◆ **TEXT EXCERPT**:
--

Billie Holiday was a keen observer. She saw through lyrics and she saw through people. And she chose what and who she wanted. She sang every song not only as if she had written it herself, but as if she had written it that very morning. (Maya Angelou)
It is a truism to regard Billie Holiday as one of the great artists of jazz. But her art transcends the usual categorizations of style, content, and technique. Much of her singing goes beyond itself and becomes a humanistic document; it passed often into a realm that is not only beyond criticism but in the deepest sense inexplicable. We can, of course, describe and analyze the surface mechanics of her art: her style, her techniques, her personal vocal attributes; and I suppose a poet could express the essence of her art or at least give us, by poetic analogy, his particular insight into it. But, as with all truly profound art, that which operates above, below, and all around its outer manifestations is what touches us, and also remains ultimately mysterious. (Gunther Schuller, The Swing Era, 528)

--

◆ **RECORDED DATA**:

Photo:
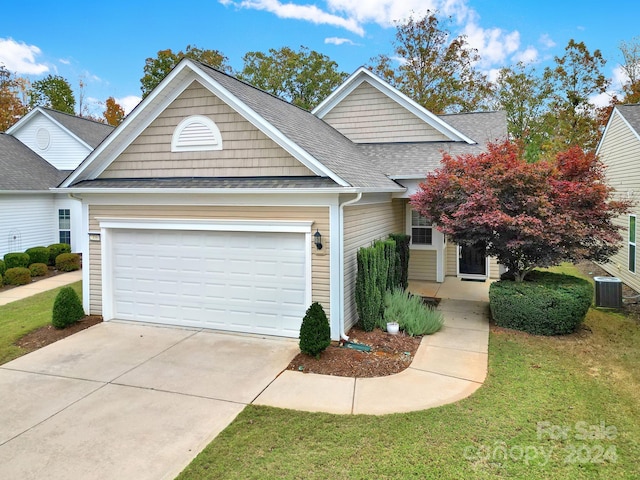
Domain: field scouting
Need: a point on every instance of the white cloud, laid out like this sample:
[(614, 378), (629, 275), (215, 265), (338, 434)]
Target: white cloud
[(338, 41), (128, 103), (309, 13), (546, 40), (21, 58), (529, 55)]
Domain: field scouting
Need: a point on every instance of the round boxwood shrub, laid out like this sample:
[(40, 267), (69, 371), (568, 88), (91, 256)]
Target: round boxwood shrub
[(315, 332), (38, 255), (55, 250), (38, 269), (68, 262), (17, 276), (16, 259), (544, 304), (67, 308)]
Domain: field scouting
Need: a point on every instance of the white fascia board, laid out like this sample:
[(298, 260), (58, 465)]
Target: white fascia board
[(363, 74), (131, 127)]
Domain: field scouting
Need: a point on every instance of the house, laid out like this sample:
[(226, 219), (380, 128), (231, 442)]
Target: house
[(619, 150), (217, 205), (36, 154)]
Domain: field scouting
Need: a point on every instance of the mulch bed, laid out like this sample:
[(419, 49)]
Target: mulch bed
[(389, 354)]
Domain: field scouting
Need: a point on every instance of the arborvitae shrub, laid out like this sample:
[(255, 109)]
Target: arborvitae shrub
[(67, 308), (16, 259), (17, 276), (68, 262), (402, 248), (38, 269), (315, 332), (55, 250), (38, 255)]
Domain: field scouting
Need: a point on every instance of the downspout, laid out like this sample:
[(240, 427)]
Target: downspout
[(343, 335)]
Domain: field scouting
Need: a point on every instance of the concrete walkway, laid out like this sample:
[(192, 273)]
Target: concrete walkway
[(25, 291)]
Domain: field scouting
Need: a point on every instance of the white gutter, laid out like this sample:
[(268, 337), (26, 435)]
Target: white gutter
[(343, 335)]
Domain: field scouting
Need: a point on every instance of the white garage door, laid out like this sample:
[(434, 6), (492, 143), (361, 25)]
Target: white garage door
[(251, 282)]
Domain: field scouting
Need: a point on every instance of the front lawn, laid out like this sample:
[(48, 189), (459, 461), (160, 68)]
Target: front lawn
[(23, 316), (551, 407)]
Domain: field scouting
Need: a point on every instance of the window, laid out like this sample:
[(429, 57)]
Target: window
[(64, 225), (632, 243), (421, 230), (196, 133)]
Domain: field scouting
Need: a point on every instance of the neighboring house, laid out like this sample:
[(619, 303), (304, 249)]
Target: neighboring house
[(204, 207), (36, 154), (619, 150)]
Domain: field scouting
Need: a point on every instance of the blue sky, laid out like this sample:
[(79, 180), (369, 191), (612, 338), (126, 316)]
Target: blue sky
[(105, 44)]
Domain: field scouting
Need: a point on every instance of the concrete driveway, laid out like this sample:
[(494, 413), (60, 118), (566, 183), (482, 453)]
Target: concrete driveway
[(128, 401)]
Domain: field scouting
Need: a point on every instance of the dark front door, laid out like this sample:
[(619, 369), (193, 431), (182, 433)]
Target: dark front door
[(473, 261)]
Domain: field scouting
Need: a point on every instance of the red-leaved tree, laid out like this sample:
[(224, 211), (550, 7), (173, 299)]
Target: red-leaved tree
[(527, 215)]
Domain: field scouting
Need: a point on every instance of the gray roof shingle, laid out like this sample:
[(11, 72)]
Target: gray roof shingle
[(91, 132), (23, 169), (631, 113)]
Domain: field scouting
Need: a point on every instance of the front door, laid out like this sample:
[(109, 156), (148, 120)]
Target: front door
[(472, 261)]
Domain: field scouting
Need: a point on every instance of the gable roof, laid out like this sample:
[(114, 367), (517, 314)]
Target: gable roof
[(88, 132), (630, 115), (364, 75), (24, 170), (306, 136)]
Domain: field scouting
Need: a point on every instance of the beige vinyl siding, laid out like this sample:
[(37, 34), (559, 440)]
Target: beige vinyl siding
[(319, 215), (620, 151), (423, 265), (362, 225), (369, 116), (247, 152)]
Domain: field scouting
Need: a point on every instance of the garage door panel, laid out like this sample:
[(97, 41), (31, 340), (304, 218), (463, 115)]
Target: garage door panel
[(248, 282)]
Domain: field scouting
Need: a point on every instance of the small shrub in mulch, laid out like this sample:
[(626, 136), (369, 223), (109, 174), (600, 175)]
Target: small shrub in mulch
[(17, 276), (67, 308)]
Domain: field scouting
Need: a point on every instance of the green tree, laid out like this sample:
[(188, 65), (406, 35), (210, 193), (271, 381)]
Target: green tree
[(524, 97), (436, 71), (155, 69), (304, 78), (53, 91), (576, 77), (12, 106), (113, 113)]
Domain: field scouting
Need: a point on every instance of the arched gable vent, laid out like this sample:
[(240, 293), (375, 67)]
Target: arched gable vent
[(196, 133)]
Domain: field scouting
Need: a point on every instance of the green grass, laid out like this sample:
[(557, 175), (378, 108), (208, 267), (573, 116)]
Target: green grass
[(23, 316), (590, 377)]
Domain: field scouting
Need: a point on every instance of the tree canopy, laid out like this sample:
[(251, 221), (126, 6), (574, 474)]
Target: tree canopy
[(304, 78), (155, 69), (53, 91), (436, 71), (526, 214)]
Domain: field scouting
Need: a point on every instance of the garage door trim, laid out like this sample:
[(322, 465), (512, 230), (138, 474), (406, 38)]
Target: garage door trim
[(108, 225)]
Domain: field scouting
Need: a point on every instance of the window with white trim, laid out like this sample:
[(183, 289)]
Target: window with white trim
[(632, 243), (195, 134), (421, 230), (64, 225)]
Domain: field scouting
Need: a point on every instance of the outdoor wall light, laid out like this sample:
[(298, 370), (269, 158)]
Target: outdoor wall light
[(317, 239)]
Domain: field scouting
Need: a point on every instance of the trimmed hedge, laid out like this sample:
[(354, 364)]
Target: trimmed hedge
[(16, 259), (544, 304), (38, 255), (56, 249), (38, 269), (17, 276), (315, 332), (67, 308), (68, 262)]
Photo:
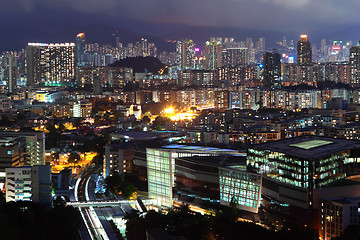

--

◆ **WHAT YOU ARE ASKED TO DO**: In the text about Billie Holiday, which book is the Gunther Schuller passage taken from? The items have no connection to the text about Billie Holiday.

◆ **SOLUTION FOR THIS PROBLEM**: The Swing Era.